** TASK REQUIREMENTS **
Restate word for word the lines of the entries below, starting with the line that holds "point(164, 0)" and ending with the line that holds "point(126, 181)", and no others.

** RECORD SET **
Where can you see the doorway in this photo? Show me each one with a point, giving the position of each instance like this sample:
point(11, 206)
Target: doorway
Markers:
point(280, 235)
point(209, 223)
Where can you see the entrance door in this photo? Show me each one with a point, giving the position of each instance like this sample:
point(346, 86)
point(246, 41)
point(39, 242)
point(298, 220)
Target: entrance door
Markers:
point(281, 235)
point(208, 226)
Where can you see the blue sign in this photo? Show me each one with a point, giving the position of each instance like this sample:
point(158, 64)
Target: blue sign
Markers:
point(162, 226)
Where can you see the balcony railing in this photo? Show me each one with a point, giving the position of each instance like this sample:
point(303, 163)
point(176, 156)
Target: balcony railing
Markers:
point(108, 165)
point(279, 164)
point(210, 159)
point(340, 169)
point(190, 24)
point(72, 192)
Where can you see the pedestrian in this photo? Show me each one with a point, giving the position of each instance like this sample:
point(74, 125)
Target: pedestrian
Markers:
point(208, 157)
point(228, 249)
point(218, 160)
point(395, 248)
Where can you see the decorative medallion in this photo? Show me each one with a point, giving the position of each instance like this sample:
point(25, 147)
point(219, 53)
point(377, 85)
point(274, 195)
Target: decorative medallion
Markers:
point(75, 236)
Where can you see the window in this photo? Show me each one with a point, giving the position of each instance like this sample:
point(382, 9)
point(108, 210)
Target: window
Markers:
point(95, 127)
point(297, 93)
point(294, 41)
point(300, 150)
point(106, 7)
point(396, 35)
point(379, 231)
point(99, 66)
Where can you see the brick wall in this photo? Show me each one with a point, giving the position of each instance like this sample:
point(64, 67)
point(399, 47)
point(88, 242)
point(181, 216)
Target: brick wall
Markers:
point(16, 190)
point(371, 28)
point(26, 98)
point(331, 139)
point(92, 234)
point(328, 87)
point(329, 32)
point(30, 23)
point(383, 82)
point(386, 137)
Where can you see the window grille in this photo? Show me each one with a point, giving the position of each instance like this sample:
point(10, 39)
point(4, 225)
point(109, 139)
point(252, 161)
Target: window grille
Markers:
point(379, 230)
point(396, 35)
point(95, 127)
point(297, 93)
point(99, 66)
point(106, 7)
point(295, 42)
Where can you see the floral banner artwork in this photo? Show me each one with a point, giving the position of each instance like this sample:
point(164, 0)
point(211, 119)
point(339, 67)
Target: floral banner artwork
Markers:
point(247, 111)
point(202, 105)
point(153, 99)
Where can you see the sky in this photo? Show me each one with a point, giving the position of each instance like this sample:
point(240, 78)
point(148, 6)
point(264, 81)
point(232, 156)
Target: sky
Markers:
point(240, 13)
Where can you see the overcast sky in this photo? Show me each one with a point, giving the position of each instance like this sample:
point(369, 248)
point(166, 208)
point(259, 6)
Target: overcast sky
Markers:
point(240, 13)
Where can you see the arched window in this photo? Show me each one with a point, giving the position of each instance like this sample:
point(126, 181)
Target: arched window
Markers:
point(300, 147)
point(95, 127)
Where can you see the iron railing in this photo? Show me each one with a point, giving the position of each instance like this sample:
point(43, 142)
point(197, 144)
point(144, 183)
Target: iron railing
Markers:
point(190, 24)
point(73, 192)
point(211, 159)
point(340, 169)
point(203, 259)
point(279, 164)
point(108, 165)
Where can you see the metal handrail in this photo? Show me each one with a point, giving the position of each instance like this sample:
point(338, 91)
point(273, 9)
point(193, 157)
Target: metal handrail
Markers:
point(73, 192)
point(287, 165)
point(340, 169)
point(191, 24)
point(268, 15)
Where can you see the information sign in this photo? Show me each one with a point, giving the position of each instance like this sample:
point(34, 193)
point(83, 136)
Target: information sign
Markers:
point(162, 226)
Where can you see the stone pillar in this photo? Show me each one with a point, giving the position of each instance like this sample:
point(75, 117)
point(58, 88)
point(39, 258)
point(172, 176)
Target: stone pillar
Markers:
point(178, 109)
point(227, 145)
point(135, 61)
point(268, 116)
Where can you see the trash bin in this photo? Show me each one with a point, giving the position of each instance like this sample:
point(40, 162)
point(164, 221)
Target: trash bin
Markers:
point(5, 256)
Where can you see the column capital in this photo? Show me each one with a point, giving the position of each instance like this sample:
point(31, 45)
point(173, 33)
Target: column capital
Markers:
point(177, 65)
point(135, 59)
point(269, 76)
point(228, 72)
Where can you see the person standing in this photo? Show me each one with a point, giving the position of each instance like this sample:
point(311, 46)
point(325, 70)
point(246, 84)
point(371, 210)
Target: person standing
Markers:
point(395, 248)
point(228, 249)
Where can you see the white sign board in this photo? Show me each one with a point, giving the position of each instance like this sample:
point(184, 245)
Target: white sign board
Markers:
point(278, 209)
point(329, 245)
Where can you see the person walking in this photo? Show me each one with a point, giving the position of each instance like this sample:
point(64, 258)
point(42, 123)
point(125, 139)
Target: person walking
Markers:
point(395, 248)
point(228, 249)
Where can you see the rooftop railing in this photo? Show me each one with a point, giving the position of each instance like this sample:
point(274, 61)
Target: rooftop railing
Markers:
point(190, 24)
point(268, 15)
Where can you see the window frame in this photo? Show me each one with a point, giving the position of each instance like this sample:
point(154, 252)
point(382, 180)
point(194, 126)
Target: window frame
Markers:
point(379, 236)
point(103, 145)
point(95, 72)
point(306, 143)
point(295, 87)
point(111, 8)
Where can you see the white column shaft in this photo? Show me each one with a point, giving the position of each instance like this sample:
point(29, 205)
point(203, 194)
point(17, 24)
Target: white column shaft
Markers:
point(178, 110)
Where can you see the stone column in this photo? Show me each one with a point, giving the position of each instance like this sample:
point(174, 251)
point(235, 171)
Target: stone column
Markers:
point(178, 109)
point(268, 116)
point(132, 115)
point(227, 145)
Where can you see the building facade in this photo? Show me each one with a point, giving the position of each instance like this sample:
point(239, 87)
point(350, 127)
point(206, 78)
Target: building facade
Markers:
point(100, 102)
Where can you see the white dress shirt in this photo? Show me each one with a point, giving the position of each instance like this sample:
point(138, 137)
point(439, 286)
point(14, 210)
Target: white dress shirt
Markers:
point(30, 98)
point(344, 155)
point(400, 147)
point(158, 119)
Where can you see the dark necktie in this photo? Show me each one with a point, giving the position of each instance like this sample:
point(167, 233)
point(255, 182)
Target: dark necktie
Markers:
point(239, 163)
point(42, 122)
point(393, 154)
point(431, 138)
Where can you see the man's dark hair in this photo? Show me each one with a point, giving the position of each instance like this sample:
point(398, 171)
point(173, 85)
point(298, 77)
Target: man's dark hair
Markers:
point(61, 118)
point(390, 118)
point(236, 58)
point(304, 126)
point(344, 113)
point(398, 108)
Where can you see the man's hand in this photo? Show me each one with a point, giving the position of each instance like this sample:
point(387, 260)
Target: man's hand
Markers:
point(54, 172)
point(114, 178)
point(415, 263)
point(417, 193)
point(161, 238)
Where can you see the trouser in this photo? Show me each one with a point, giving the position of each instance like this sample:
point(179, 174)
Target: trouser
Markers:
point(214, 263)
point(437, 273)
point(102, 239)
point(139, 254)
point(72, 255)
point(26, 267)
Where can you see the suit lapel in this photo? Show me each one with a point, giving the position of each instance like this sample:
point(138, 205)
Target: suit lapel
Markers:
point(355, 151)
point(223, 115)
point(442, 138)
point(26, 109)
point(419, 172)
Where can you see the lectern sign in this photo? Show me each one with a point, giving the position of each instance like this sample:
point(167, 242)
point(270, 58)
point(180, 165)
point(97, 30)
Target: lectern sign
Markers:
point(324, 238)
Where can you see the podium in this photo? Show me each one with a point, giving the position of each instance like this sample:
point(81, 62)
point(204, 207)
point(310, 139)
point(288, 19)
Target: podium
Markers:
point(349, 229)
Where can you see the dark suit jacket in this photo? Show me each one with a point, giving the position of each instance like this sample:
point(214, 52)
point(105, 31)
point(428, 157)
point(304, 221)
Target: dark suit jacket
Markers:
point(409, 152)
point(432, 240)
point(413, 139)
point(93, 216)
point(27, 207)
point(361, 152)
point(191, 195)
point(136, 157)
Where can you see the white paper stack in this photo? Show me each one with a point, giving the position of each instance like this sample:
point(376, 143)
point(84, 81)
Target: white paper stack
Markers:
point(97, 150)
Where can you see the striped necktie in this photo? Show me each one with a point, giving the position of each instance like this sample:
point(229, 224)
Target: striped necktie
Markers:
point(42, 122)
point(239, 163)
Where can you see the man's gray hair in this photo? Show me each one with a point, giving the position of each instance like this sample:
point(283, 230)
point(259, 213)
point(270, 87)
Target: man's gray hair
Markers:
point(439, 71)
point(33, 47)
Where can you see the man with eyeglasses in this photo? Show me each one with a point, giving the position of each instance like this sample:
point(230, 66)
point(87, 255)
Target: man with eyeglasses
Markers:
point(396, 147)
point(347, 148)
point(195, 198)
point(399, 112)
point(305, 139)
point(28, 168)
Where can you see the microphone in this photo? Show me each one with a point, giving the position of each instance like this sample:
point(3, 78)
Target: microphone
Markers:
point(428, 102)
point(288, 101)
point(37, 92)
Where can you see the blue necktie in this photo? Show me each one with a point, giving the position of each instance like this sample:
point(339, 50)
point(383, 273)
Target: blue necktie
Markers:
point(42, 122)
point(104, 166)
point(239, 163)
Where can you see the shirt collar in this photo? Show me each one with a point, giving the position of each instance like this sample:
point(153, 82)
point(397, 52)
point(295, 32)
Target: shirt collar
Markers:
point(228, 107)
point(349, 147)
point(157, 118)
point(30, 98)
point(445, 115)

** REPLY TO THE TASK **
point(164, 0)
point(211, 119)
point(339, 67)
Target: floral banner artwork
Markers:
point(247, 111)
point(202, 105)
point(153, 99)
Where can you see the sky in this photo? Show me each one with a point, giving the position of each instance like this sample:
point(240, 78)
point(148, 6)
point(264, 81)
point(232, 156)
Target: sky
Markers:
point(240, 13)
Where can you see the overcast sky in this photo? Show me each one with a point, giving the position of each instance like this sample:
point(369, 248)
point(166, 208)
point(259, 6)
Target: overcast sky
Markers:
point(240, 13)
Where can you see the arched window in this photo? Show me each one with a point, giving the position of each instance like this sample:
point(126, 181)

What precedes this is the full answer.